## Exercise
When the line containing "box: [354, 134, 400, 169]" is found in the data below, copy it and each line after it through the line containing "rough mask: <svg", exactly and with no others.

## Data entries
========================
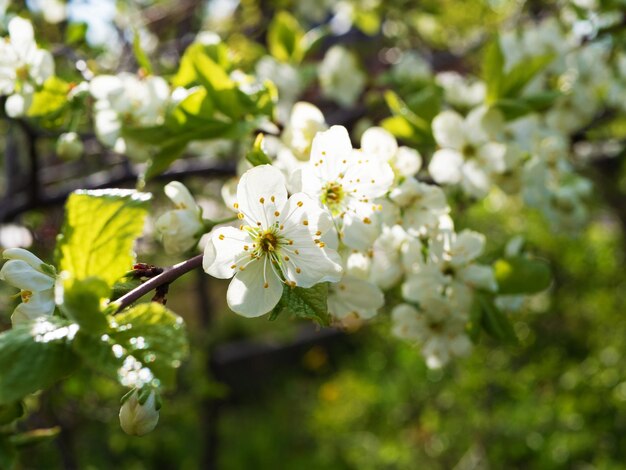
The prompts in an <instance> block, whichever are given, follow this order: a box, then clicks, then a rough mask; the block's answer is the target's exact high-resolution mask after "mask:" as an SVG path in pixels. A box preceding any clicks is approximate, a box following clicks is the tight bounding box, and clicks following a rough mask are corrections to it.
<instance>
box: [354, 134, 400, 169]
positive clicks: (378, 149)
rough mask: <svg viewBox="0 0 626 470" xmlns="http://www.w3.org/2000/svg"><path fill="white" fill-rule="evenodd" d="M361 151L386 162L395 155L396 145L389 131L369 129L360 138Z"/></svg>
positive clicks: (396, 146)
mask: <svg viewBox="0 0 626 470" xmlns="http://www.w3.org/2000/svg"><path fill="white" fill-rule="evenodd" d="M361 150H363V153H366V154H368V155H371V156H372V157H376V158H380V159H381V160H382V161H385V162H386V161H389V160H391V158H392V157H393V156H394V155H395V154H396V152H397V150H398V143H397V142H396V138H395V137H394V136H393V135H391V133H389V131H386V130H385V129H383V128H382V127H370V128H369V129H367V130H366V131H365V132H364V133H363V135H362V136H361Z"/></svg>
========================
## Reply to the exercise
box: [354, 134, 400, 169]
positive clicks: (378, 149)
rough mask: <svg viewBox="0 0 626 470" xmlns="http://www.w3.org/2000/svg"><path fill="white" fill-rule="evenodd" d="M361 151L386 162L395 155L396 145L389 131L369 129L360 138Z"/></svg>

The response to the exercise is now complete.